■ AIM OF THE TASK ■
Copy the part of the items that opens with the line containing "# test: point out the dark" and closes at the end of the items, with "point out" swapped for "mark" and nothing else altered.

■ TASK MATERIAL ■
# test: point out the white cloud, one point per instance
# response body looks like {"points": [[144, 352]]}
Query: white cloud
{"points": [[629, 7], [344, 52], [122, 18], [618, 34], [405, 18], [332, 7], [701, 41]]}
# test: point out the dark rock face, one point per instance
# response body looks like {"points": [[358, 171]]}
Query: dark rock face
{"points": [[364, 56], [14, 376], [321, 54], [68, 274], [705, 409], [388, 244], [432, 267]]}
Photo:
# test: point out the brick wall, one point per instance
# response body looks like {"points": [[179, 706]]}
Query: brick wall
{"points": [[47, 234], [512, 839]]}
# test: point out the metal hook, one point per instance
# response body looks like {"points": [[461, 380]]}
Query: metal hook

■ EXERCISE SOLUTION ■
# test: mark the dark rock face, one point per instance
# response body looks like {"points": [[358, 171]]}
Query: dark rock face
{"points": [[364, 56], [14, 376], [321, 54], [68, 274], [705, 409], [388, 244], [432, 267]]}
Photo:
# test: mark the brick wall, one point per instance
# response body looks like {"points": [[179, 706]]}
Query: brick wall
{"points": [[47, 234], [512, 839]]}
# test: mark the metal hook, one point per instance
# response body looks like {"points": [[461, 380]]}
Query: metal hook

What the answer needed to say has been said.